◆ EXCERPTED TEXT ◆
- - -

When a girl from Lufkin, Texas peeled back the protective covering on a half gallon of Blue Bell ice cream and licked the top, she probably thought she’d face, at worse, the same repercussions as fellow food-licker Ariana Grande — she’d apologize, pundits would theorize over in just what way Grande hates America for her protest to take the form of pastry defacement, and everything would ultimately be fine.
But things went sideways. A video of the teen, whom police identify as a “juvenile from San Antonio,” went viral last week, and sent Blue Bell and food safety inspectors everywhere into a panic. “We’re appalled that someone would do this,” said Lufkin director of public safety Gerald Williamson. “We take it incredibly seriously and we’re acting on it as the major crime that it is.”
What kinda psychopathic behavior is this?! pic.twitter.com/T8AIdGpmuS— Optimus Primal (@BlindDensetsu) June 29, 2019
The culprit initially faced a second-degree felony charge of tampering with a consumer product, but now that police have determined she’s a minor, she would be charged within the juvenile justice system. But the viral video has already taken its toll. On Saturday, a 36-year-old Louisiana man was arrested after filming himself licking the top of a Blue Bell carton, and posting it to Facebook.
Apparently the appeal of licking ice cream that one has not yet purchased is self evident (???) so allow us to counter with a few reasons why anyone thinking of replicating this meme might want to cool it.
- Brain freeze: It hurts, and it’ll make it harder to run now that every frozen aisle worker in America is on high alert.
- It’s a public health issue: This should be obvious, but tampering with food is no joke. You could spread bacteria and disease, and given how many people keep insisting on not getting vaccinated, herd immunity is threadbare as is.
- It’s a bad prank: If ice cream didn’t come with a protective plastic film under the lid, then maybe this could have the intended effect (which is, assumably, that someone buys the ice cream without knowing it’s been tampered with, and then eats it. Hilarious). But as soon as you open the lid, it’d be pretty obvious someone had pulled back the film, and the buyer would then either throw it out and have wasted their money, or would bring it back to the store for a refund or exchange. So all you’ve done is slightly disappoint and inconvenience someone.
- It’s been done: At this point you’d just be a poser. Come up with your own viral thing to lick!
- We live in a prison state: The original licker got off lucky. Had they been charged as an adult, they could be facing a sentence of up to 20 years in prison. The man in Louisiana has been charged with unlawful posting of criminal activity for notoriety and publicity, and tampering with property, and is in jail awaiting bond. Our prisons are crowded enough, and yet as a society, we’ve deemed that decades in prison an apt punishment for licking ice cream, instead of something like community service, or having to work in a food packaging factory to learn why these safety protocols are so important. Plus, now there are cops staked out in grocery stores ready to intimidate anyone who wants a summer treat.
6. Punch up. Ok, if you’re going to lick ice cream at the grocery store, you might as well be making a political statement while you do it. The Blue Bells and Breyers of the world are the ice creams of the working class. If you wanted to stick it to the man with your saliva, you gotta start targeting the $10 pints. You still shouldn’t do it, but you especially shouldn’t do it without tactics.
7. You might get Rum Raisin. Yuck!
If you really want to lick ice cream, just buy some! It’s still incredibly affordable. Except you might risk that some enterprising young YouTuber licked the pint you just purchased, but that’s the world we live in now.

- - -

◆ MATERIAL SHOWN ◆
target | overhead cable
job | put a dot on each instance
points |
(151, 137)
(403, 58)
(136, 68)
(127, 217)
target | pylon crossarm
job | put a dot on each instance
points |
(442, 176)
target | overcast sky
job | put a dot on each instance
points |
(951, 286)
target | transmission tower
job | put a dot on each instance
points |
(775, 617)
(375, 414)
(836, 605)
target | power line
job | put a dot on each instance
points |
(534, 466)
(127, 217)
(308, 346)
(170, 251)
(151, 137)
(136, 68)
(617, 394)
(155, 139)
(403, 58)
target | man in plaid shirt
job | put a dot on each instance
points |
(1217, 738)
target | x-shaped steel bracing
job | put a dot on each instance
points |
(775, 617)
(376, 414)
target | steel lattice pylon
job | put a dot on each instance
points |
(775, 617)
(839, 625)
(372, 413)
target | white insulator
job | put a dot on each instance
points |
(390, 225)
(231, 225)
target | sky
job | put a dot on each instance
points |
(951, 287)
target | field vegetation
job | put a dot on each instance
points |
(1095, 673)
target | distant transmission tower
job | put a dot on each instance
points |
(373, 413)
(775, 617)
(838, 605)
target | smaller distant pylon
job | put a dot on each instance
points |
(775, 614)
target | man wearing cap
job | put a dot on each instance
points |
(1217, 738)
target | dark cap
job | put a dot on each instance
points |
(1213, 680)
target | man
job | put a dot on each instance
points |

- - -

Transcribe the Blue Bell ice cream article word for word, starting at "6. Punch up." and ending at "it without tactics.".

6. Punch up. Ok, if you’re going to lick ice cream at the grocery store, you might as well be making a political statement while you do it. The Blue Bells and Breyers of the world are the ice creams of the working class. If you wanted to stick it to the man with your saliva, you gotta start targeting the $10 pints. You still shouldn’t do it, but you especially shouldn’t do it without tactics.